Pictures should be left out while the data beneath this task is written out word for word.
___
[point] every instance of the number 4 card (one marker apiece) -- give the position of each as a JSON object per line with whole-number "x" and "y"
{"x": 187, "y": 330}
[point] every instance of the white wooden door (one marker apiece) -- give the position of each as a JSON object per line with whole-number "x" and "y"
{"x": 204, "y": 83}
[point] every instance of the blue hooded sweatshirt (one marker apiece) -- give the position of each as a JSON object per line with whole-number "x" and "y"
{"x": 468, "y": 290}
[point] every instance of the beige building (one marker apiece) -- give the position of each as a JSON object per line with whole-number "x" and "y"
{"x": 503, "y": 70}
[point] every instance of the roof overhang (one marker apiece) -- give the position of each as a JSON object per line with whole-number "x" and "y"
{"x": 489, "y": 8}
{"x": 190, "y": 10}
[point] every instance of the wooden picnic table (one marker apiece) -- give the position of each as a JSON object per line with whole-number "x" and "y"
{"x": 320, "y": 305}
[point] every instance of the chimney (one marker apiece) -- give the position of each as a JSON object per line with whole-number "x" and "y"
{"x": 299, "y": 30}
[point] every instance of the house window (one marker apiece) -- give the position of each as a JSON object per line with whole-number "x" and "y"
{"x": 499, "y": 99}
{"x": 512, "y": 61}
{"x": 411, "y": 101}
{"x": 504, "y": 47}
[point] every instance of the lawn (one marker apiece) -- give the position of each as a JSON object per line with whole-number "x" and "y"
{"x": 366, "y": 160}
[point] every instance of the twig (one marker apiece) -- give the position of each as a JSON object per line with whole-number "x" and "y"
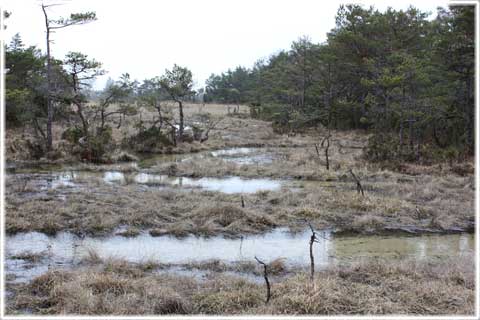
{"x": 313, "y": 238}
{"x": 265, "y": 275}
{"x": 359, "y": 185}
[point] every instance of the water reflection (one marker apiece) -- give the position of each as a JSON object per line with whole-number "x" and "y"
{"x": 66, "y": 249}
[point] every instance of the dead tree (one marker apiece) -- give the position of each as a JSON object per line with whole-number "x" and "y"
{"x": 265, "y": 275}
{"x": 313, "y": 238}
{"x": 359, "y": 185}
{"x": 325, "y": 144}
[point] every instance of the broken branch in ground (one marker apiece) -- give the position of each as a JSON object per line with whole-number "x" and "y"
{"x": 359, "y": 185}
{"x": 265, "y": 275}
{"x": 313, "y": 238}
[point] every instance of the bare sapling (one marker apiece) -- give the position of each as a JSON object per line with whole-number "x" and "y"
{"x": 359, "y": 185}
{"x": 325, "y": 145}
{"x": 313, "y": 238}
{"x": 265, "y": 275}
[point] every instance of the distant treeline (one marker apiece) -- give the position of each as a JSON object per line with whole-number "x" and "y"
{"x": 407, "y": 79}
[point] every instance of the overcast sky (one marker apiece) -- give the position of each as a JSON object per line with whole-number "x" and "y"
{"x": 208, "y": 36}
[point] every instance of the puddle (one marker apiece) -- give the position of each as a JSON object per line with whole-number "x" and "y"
{"x": 236, "y": 155}
{"x": 225, "y": 184}
{"x": 66, "y": 249}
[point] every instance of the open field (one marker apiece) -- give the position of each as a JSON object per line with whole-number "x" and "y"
{"x": 168, "y": 194}
{"x": 118, "y": 288}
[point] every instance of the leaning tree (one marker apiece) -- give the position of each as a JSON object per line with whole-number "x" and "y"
{"x": 51, "y": 26}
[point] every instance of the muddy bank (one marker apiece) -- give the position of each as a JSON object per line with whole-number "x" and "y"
{"x": 97, "y": 203}
{"x": 32, "y": 254}
{"x": 374, "y": 287}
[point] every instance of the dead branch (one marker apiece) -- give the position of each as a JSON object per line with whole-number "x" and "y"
{"x": 359, "y": 185}
{"x": 313, "y": 238}
{"x": 265, "y": 275}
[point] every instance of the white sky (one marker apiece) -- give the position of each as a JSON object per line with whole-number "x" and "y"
{"x": 208, "y": 36}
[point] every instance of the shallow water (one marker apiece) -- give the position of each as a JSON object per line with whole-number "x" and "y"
{"x": 66, "y": 249}
{"x": 224, "y": 184}
{"x": 236, "y": 155}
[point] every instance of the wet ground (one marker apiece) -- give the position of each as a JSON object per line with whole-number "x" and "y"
{"x": 32, "y": 254}
{"x": 67, "y": 250}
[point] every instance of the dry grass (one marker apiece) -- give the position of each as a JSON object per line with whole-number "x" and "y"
{"x": 446, "y": 203}
{"x": 376, "y": 287}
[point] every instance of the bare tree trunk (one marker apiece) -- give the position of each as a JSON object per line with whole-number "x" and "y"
{"x": 313, "y": 238}
{"x": 49, "y": 98}
{"x": 359, "y": 185}
{"x": 265, "y": 276}
{"x": 180, "y": 109}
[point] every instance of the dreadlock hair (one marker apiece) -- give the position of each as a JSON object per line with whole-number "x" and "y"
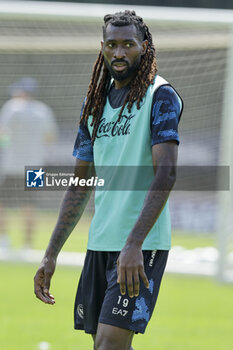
{"x": 100, "y": 80}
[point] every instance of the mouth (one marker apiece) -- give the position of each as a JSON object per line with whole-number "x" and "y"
{"x": 119, "y": 67}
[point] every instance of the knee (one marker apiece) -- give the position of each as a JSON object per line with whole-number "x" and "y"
{"x": 105, "y": 343}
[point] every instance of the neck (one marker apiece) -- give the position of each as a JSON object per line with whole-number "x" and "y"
{"x": 120, "y": 84}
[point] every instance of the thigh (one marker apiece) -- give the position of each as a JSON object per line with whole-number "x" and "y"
{"x": 91, "y": 292}
{"x": 134, "y": 313}
{"x": 112, "y": 338}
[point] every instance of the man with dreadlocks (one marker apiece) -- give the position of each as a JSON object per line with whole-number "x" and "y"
{"x": 129, "y": 118}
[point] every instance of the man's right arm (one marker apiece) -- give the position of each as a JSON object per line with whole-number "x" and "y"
{"x": 73, "y": 205}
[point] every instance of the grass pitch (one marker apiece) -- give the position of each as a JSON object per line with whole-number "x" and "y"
{"x": 191, "y": 314}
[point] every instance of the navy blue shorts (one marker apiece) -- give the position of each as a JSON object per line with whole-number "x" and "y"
{"x": 98, "y": 297}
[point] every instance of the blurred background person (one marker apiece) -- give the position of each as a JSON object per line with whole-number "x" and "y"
{"x": 27, "y": 127}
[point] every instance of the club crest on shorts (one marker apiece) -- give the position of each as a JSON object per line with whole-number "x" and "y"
{"x": 80, "y": 311}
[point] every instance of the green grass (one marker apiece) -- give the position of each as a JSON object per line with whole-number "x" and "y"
{"x": 191, "y": 314}
{"x": 45, "y": 222}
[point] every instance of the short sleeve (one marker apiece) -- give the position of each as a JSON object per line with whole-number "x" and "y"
{"x": 83, "y": 148}
{"x": 166, "y": 111}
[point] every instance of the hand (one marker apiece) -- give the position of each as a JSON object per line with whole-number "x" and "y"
{"x": 42, "y": 280}
{"x": 130, "y": 267}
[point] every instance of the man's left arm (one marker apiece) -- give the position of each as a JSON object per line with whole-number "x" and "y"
{"x": 130, "y": 265}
___
- RESULT OF THIS EXERCISE:
[point] every instance of the number 4 card (one marker apiece) -- give the position of each as a JSON object per line with whole-number "x" and "y"
{"x": 187, "y": 330}
[point] every instance of the white wooden door (one marker apiece) -- give the position of each as a JSON object per line with whole-number "x" and "y"
{"x": 204, "y": 83}
[point] every instance of the blue hooded sweatshirt (one marker apiece) -- give the position of each as a JSON object per line with whole-number "x" and "y"
{"x": 468, "y": 290}
[point] every instance of the beige building (one marker apiece) -- give the position of each as a JSON object per line with whole-number "x" and "y"
{"x": 503, "y": 70}
[point] every instance of the roof overhang (one marker apiece) -- give the position of each as a JSON object per line with whole-number "x" and "y"
{"x": 489, "y": 8}
{"x": 190, "y": 10}
[point] every instance of the wooden picnic table (one marker apiece) -- give the position of each as a JSON object per line with whole-number "x" and "y"
{"x": 320, "y": 305}
[point] every instance of the chimney (one marker apiece) -- give the position of each as a JSON object per line with whole-number "x" and "y"
{"x": 299, "y": 30}
[point] every instance of the house window (one marker apiece) -- give the position of each as a JSON object per line with whole-number "x" and "y"
{"x": 499, "y": 99}
{"x": 512, "y": 61}
{"x": 411, "y": 101}
{"x": 504, "y": 47}
[point] every instance of the lawn (one marker apiece) -- give the position of each as a JSON object per line with whole-number "x" and "y"
{"x": 366, "y": 160}
[point] every instance of the twig (one marker apiece) -- give the position of each as a JSON object per line with whole-number "x" and "y"
{"x": 313, "y": 238}
{"x": 265, "y": 275}
{"x": 359, "y": 185}
[point] every instance of the water reflection (one marker apiece) -- give the position of each as a JSON object per line with whole-number "x" and "y"
{"x": 66, "y": 249}
[point] every instance of the dead tree (one marker apiece) -- give the position of each as a JSON object per line with whole-number "x" and "y"
{"x": 265, "y": 275}
{"x": 313, "y": 238}
{"x": 359, "y": 185}
{"x": 325, "y": 144}
[point] every instance of the broken branch in ground (one marker apiece) -- give the position of each as a JSON object per line with whole-number "x" and "y"
{"x": 359, "y": 185}
{"x": 265, "y": 275}
{"x": 313, "y": 238}
[point] every instance of the bare sapling (one marker apiece) -- give the position of each as a JSON object per line with whole-number "x" and "y"
{"x": 359, "y": 185}
{"x": 325, "y": 145}
{"x": 313, "y": 238}
{"x": 265, "y": 275}
[point] every instance of the distant treeline (one marker apiece) -- give the position of each as a JSON object per line with whole-number "x" and "y"
{"x": 407, "y": 79}
[point] every instance of the overcast sky (one marker apiece) -- give the position of each as a JSON object per line with whole-number "x" and "y"
{"x": 208, "y": 36}
[point] every instance of the puddle (one marker apiece) -- give the position of each as a JSON object per line with whole-number "x" and "y"
{"x": 236, "y": 155}
{"x": 225, "y": 184}
{"x": 66, "y": 249}
[point] every instance of the open field (one marker apiece) -- give the position of each as a JSON object per line with whole-number "x" and "y"
{"x": 168, "y": 194}
{"x": 118, "y": 288}
[point] every instance of the leaning tree (one marker apiece) -- give the position of each as a JSON object per line with whole-number "x" and "y"
{"x": 51, "y": 26}
[point] every instance of the muddy bank (one marker apiece) -- give the position of each as a JSON object per line with whole-number "x" and "y"
{"x": 97, "y": 203}
{"x": 32, "y": 254}
{"x": 374, "y": 287}
[point] every instance of the dead branch (one marker apiece) -- give the position of each as a JSON object per line with whole-number "x" and "y"
{"x": 359, "y": 185}
{"x": 313, "y": 238}
{"x": 265, "y": 275}
[point] every instance of the white sky (one marker apiece) -- give the position of each as a JSON object per line with whole-number "x" and "y"
{"x": 208, "y": 36}
[point] every instance of the shallow water (one marker apiece) -- give the position of each as a JSON object per line with whole-number "x" and "y"
{"x": 66, "y": 249}
{"x": 224, "y": 184}
{"x": 236, "y": 155}
[point] every instance of the wet ground (one marker apiece) -- give the position of each as a JSON object per line with whole-number "x" and "y"
{"x": 32, "y": 254}
{"x": 67, "y": 250}
[point] every instance of the dry grass (one marker apiece) -- give the position of each as a JSON object per line with whole-number "x" and "y"
{"x": 446, "y": 203}
{"x": 376, "y": 287}
[point] every instance of the bare tree trunk (one marker apiece) -- give the position of each as a JSON object per line with whole-number "x" and "y"
{"x": 313, "y": 238}
{"x": 49, "y": 98}
{"x": 359, "y": 185}
{"x": 265, "y": 276}
{"x": 180, "y": 109}
[point] every instance of the dreadlock hair (one marker apiece) -- give the position of each as a JSON object per line with whole-number "x" and "y"
{"x": 100, "y": 80}
[point] every instance of the mouth (one marker apiece) -- give the position of each as a JSON object per line with whole-number "x" and "y"
{"x": 119, "y": 67}
[point] every instance of the knee (one marker apiece) -- give the position of each as a JSON object per line with whole-number "x" and "y"
{"x": 105, "y": 343}
[point] every instance of the neck (one marker apiece) -- give the position of each as a JSON object per line with whole-number "x" and "y"
{"x": 120, "y": 84}
[point] every instance of the thigh (one marker apiece) -- give the position of each as a JSON object per line with whole-number "x" and "y"
{"x": 91, "y": 292}
{"x": 134, "y": 313}
{"x": 112, "y": 338}
[point] every instance of the man with dreadlocks (one marker apiece) -- give the position of each as a JSON object per line with whole-number "x" and "y"
{"x": 129, "y": 118}
[point] every instance of the man's right arm (one marker apiece) -- give the position of each as a JSON object per line with whole-number "x" and "y"
{"x": 73, "y": 205}
[point] every instance of the grass pitch (one marker apiece) -- give the position of each as a JSON object per line with whole-number "x" and "y"
{"x": 191, "y": 314}
[point] every instance of the navy blue shorts (one marker apiece) -- give the position of each as a JSON object per line with whole-number "x" and "y"
{"x": 98, "y": 297}
[point] every instance of the blurred background person (one marker apiece) -- give the position of each as a JSON object per line with whole-number "x" and "y"
{"x": 27, "y": 127}
[point] every instance of the club crest on shorts (one marker apiece) -- give the position of each as a JSON object per line with whole-number "x" and "y"
{"x": 80, "y": 311}
[point] every instance of the green grass (one marker apiece) -- give the position of each as a JSON object per line with whole-number "x" and "y"
{"x": 191, "y": 314}
{"x": 45, "y": 222}
[point] every instance of the short sleeve (one marker apiece) -- give the position of each as a JSON object per line with whole-number "x" and "y"
{"x": 83, "y": 148}
{"x": 166, "y": 111}
[point] every instance of the hand (one marker apiece) -- give the position of each as a JSON object per line with whole-number "x" and "y"
{"x": 42, "y": 280}
{"x": 130, "y": 267}
[point] every instance of the man's left arm (one marker apiece) -- give the position of each as a JSON object per line with whole-number "x" and "y"
{"x": 130, "y": 265}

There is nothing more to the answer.